| Problem details |
Copy verbatim the lines of the entries that begin with the line containing "like [428, 440]." and run through the line containing "[1021, 563]", both included.

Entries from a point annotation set

==================================================

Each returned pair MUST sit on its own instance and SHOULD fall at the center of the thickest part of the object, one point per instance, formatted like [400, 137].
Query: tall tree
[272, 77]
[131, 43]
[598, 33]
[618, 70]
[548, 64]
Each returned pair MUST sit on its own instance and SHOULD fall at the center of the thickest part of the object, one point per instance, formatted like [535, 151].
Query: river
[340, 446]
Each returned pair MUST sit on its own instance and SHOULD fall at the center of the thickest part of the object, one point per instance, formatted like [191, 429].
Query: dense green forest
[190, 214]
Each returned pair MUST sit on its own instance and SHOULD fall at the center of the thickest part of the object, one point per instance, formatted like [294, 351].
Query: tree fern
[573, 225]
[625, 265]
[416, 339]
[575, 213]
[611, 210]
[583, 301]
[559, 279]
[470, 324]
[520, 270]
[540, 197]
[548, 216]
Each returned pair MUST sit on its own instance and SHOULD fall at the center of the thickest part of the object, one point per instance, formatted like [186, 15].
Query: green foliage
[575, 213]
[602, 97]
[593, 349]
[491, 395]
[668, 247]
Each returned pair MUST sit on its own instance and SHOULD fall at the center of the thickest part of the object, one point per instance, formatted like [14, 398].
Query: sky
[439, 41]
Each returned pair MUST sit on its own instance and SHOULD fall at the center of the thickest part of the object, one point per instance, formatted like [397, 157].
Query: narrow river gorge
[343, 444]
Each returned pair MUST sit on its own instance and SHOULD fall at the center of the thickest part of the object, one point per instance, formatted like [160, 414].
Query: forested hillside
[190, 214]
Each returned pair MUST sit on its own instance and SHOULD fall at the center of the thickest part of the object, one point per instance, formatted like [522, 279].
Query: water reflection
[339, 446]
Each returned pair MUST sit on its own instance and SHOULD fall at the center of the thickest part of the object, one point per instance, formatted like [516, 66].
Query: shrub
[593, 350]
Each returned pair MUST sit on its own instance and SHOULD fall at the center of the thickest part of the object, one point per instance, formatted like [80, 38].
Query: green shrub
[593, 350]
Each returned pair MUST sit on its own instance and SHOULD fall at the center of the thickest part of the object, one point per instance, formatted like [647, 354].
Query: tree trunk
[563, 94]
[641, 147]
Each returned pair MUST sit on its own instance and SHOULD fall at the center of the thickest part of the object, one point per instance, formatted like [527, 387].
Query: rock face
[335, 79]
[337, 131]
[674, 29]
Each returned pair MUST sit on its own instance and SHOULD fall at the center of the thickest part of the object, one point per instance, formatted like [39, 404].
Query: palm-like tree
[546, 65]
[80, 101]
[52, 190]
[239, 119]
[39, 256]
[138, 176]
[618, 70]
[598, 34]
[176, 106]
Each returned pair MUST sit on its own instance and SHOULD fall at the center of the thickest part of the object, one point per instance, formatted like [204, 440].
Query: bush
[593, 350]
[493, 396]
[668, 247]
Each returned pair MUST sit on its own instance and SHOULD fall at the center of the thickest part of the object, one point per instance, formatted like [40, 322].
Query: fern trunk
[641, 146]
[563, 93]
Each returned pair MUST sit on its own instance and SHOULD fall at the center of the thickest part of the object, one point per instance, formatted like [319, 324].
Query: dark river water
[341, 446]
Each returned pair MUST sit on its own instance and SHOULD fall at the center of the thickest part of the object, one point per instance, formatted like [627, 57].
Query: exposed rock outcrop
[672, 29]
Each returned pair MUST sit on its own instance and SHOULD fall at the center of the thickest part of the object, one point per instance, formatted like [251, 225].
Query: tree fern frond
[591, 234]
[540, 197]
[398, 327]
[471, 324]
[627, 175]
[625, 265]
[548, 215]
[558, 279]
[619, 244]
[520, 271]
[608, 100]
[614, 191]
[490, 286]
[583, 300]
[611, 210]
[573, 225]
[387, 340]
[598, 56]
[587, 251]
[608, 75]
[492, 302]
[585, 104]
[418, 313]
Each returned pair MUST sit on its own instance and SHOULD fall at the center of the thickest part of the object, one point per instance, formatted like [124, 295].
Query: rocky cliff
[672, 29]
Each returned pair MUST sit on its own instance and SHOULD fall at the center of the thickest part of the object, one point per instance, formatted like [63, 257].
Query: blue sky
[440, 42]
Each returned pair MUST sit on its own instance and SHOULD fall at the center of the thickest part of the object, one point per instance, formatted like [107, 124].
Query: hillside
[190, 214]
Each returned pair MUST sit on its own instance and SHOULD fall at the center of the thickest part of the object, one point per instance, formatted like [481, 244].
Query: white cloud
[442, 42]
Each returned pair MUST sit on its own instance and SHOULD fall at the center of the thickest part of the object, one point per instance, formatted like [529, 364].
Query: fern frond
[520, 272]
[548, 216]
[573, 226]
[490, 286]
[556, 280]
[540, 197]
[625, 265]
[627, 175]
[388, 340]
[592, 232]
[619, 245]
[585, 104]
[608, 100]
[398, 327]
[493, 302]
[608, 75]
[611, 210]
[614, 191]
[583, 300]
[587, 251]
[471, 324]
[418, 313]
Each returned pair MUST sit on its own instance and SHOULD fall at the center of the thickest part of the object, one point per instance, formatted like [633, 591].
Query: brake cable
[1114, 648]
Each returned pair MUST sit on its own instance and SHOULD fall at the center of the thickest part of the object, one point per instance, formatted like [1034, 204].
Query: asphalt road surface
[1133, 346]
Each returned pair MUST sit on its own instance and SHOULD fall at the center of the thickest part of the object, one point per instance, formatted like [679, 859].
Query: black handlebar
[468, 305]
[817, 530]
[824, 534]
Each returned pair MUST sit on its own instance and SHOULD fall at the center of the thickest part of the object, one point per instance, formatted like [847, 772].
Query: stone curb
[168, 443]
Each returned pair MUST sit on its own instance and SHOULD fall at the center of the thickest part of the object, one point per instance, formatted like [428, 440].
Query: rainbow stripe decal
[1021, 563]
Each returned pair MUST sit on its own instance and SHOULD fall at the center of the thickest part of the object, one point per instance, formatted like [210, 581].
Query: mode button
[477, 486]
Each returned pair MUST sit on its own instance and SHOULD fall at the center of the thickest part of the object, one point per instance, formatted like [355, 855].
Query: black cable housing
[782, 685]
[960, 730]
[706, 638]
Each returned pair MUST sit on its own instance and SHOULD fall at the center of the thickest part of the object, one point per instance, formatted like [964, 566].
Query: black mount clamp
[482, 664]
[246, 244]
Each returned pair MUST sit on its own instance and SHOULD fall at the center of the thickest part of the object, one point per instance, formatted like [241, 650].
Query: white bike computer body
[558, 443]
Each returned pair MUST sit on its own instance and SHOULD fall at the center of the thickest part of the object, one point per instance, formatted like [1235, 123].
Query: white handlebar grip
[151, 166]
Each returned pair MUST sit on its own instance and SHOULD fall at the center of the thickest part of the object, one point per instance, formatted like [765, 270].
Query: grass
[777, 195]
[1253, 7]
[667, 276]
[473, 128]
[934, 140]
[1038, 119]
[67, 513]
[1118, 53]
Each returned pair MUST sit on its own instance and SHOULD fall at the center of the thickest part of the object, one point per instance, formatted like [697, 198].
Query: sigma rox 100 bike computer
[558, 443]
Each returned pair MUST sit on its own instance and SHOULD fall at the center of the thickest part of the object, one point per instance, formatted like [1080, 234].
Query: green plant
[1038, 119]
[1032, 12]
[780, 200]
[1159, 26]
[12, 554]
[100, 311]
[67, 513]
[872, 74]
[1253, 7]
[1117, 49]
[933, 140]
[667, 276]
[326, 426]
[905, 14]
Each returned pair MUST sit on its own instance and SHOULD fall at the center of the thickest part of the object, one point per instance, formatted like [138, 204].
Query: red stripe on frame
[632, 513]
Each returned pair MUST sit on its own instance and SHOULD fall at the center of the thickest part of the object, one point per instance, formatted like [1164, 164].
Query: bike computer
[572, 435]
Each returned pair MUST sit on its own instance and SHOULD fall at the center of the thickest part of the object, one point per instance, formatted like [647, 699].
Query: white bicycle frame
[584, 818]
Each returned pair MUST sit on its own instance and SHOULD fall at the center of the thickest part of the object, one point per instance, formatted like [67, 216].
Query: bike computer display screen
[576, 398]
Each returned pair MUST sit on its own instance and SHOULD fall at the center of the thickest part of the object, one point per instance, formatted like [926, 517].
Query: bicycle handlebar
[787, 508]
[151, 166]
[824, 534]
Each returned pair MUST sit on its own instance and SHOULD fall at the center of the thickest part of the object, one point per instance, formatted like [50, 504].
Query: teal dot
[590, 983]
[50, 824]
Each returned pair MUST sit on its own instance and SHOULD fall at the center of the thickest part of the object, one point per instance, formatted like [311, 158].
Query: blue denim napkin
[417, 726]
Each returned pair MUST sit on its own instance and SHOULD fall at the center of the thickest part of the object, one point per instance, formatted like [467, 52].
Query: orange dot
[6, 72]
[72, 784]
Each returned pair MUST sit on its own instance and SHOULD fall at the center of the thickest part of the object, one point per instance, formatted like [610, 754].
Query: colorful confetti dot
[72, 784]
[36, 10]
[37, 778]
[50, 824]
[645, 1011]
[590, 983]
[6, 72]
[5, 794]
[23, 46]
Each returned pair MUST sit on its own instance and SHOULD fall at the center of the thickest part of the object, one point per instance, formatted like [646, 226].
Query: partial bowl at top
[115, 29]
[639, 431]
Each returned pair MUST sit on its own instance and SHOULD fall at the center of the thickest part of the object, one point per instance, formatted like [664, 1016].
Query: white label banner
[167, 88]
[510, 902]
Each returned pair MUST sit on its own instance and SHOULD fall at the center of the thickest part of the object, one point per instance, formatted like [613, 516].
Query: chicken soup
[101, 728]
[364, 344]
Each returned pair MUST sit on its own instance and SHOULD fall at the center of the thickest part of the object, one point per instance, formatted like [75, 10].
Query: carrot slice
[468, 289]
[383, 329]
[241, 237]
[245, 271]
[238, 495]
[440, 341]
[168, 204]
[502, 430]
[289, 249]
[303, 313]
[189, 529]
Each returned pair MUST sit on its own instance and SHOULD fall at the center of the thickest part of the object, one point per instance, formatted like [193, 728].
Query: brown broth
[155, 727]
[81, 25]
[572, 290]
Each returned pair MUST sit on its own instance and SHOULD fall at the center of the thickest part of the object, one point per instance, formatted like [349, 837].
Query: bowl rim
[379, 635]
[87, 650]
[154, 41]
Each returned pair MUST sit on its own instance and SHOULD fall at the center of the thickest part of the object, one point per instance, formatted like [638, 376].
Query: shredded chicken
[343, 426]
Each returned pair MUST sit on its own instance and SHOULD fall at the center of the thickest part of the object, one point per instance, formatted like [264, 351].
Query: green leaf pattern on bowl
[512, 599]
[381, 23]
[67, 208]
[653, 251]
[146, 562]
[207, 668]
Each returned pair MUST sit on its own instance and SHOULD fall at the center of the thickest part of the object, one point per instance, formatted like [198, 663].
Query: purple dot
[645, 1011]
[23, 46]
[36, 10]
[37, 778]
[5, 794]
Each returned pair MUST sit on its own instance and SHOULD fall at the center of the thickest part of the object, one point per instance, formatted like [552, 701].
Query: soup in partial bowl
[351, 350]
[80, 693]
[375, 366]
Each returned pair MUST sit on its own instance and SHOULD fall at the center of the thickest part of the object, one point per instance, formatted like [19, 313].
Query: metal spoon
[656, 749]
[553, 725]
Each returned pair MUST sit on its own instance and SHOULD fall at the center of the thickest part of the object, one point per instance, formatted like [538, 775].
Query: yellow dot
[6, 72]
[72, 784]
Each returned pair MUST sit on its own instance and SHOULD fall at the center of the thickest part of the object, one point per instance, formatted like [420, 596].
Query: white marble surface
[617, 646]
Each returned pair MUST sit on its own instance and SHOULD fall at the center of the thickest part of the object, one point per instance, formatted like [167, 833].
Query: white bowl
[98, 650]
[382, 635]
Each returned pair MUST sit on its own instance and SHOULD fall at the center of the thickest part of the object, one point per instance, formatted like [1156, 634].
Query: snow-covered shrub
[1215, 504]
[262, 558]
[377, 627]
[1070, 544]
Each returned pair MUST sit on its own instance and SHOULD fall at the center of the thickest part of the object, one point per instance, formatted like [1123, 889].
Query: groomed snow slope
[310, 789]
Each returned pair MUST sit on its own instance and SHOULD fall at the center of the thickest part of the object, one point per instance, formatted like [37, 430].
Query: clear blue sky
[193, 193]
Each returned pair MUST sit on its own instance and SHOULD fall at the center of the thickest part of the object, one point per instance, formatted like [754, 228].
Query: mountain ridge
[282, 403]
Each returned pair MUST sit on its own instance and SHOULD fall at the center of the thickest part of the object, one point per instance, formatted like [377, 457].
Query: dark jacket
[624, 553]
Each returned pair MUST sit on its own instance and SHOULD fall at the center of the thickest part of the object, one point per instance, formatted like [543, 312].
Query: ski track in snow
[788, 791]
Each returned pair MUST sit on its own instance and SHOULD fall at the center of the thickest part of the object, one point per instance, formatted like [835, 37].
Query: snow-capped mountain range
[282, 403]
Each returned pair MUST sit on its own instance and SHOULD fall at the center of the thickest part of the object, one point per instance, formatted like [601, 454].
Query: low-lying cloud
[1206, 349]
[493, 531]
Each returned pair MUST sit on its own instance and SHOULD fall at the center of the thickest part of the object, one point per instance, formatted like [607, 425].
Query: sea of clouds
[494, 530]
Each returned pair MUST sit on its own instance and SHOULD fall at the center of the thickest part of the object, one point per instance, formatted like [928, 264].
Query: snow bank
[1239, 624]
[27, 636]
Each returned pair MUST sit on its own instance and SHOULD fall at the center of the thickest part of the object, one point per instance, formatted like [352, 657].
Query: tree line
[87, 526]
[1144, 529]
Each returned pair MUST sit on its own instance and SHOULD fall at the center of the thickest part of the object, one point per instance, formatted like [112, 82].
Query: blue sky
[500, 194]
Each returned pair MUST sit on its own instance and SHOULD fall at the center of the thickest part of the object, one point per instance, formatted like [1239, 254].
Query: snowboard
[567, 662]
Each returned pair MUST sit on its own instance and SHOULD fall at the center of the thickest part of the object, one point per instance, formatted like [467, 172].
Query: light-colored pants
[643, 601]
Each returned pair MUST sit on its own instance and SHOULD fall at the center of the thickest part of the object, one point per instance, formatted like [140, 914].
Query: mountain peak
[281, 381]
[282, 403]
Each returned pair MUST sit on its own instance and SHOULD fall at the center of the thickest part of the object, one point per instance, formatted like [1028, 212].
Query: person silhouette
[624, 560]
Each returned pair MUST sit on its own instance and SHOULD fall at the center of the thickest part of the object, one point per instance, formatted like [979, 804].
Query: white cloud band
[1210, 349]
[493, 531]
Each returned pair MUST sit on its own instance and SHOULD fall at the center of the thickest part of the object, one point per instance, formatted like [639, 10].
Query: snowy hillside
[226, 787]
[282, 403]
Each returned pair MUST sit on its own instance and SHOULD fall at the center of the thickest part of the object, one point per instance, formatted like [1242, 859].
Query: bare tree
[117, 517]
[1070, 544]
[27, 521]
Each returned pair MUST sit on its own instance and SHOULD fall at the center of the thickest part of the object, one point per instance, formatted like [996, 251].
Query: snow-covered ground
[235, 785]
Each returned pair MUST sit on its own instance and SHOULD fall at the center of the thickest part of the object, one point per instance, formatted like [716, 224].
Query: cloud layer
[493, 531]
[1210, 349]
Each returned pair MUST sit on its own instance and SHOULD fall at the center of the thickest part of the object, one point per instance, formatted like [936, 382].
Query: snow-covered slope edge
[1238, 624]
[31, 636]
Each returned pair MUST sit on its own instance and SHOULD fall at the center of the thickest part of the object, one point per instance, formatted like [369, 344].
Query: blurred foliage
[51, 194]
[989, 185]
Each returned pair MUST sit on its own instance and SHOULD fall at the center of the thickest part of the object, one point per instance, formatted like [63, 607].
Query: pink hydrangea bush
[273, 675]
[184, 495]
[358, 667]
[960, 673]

==================================================

| Expected output |
Each returned pair MUST sit on its own instance and SHOULD fall at the center of the thickest part of the object, one point per instance, formatted like [428, 440].
Query: rainbow stripe decal
[1021, 563]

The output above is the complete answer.